Devolva, sem qualquer alteração, o trecho do texto sobre a história da rádio em Portugal que começa em "O entusiasmo por" e vai até "em Onda Curta).", inclusive.

Texto fornecido.
•••••

2015-09-02
Texto: Nunes Forte
Recentemente, a 4 de Agosto, a Antena 1 celebrou 80 anos de Rádio Pública, mas a história da rádio em Portugal começou anos antes.
De início as emissões eram captadas em “rádios de galena” (galena é um mineral composto de sulfeto de chumbo que permite criar um receptor de rádio sem qualquer tipo de energia) e algum tempo depois em receptores de rádio com altifalantes que ficaram conhecidos como telefonias.
Esquema receptor de ráido de galena
As primeiras emissões de radiodifusão sonora captadas em Portugal eram oriundas da Espanha, França, Alemanha e Inglaterra.
O entusiasmo por esta nova forma de comunicação levou a que alguns radioamadores (os “senfilistas”, aqueles que apostavam na comunicação sem fios) começassem a construir os seus próprios emissores de Rádio, ficando conhecidos como “os minhocas”, caricaturados na personagem do “engenhocas” do filme “O Pátio das Cantigas”.
Pequenas emissoras nasceram, então, por todo o país, especialmente em Lisboa e Porto, destacando-se, desde logo, as que apresentaram melhores condições técnicas, como a que foi fundada por Fernando Medeiros em 1926, a CT1BM (Estação Radiotelefónica de Lisboa), que quatro anos mais tarde seria rebaptizada de Rádio Hertz (CS1AA em Onda Média e CS1AB em Onda Curta).

•••••

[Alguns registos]
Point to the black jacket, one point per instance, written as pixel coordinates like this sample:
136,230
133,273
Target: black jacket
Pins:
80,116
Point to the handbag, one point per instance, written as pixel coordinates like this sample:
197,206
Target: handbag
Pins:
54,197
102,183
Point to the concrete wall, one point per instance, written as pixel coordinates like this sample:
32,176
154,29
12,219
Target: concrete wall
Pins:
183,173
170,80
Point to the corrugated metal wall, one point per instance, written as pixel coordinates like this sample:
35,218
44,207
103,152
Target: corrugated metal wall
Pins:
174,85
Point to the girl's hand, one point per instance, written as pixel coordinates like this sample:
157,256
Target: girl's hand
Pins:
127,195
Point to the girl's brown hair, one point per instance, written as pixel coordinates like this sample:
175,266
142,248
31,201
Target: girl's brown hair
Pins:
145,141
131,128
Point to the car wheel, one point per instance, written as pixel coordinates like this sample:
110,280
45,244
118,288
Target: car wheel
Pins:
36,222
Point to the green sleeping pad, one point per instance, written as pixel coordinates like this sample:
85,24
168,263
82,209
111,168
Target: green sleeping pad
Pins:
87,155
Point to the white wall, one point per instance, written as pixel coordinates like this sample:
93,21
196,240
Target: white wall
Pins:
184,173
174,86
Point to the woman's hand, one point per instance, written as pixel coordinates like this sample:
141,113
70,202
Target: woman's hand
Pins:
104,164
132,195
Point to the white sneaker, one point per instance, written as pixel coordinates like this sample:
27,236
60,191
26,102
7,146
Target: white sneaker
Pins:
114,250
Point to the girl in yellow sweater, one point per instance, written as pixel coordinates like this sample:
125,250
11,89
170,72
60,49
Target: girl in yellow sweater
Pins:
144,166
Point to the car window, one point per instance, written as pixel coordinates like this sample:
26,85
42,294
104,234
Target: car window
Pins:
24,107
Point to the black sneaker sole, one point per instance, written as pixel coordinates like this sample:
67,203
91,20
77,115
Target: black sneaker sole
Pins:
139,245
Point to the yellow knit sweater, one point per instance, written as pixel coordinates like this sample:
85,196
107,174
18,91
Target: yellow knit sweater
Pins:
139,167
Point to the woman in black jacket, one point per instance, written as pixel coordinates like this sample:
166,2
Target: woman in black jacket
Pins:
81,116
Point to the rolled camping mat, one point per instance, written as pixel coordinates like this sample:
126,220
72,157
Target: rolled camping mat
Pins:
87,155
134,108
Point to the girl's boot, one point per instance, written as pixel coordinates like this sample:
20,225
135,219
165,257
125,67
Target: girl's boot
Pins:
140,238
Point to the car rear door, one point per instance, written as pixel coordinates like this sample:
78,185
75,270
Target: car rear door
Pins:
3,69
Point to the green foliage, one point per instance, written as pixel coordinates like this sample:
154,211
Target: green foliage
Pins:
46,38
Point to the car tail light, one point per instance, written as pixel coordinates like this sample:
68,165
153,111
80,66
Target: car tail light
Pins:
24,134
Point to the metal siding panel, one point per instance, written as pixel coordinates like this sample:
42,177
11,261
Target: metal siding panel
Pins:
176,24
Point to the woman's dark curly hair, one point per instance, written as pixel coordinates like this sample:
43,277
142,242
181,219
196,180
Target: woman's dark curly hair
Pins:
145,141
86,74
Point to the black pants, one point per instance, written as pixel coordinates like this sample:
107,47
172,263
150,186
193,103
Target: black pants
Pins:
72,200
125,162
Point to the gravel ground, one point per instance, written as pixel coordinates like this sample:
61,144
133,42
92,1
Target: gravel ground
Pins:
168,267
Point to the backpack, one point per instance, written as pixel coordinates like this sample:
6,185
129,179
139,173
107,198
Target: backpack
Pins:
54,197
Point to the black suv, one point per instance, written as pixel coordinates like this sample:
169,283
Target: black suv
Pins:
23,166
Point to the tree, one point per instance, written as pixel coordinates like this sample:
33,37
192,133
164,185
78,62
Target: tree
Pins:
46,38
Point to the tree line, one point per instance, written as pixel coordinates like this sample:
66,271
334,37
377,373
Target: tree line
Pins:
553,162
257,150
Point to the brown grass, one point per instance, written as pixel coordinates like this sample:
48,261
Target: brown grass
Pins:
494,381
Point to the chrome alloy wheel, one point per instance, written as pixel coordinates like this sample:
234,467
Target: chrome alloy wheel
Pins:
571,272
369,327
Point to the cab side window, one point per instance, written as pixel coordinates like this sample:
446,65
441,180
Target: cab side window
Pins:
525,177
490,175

•••••

Resposta escrita.
O entusiasmo por esta nova forma de comunicação levou a que alguns radioamadores (os “senfilistas”, aqueles que apostavam na comunicação sem fios) começassem a construir os seus próprios emissores de Rádio, ficando conhecidos como “os minhocas”, caricaturados na personagem do “engenhocas” do filme “O Pátio das Cantigas”.
Pequenas emissoras nasceram, então, por todo o país, especialmente em Lisboa e Porto, destacando-se, desde logo, as que apresentaram melhores condições técnicas, como a que foi fundada por Fernando Medeiros em 1926, a CT1BM (Estação Radiotelefónica de Lisboa), que quatro anos mais tarde seria rebaptizada de Rádio Hertz (CS1AA em Onda Média e CS1AB em Onda Curta).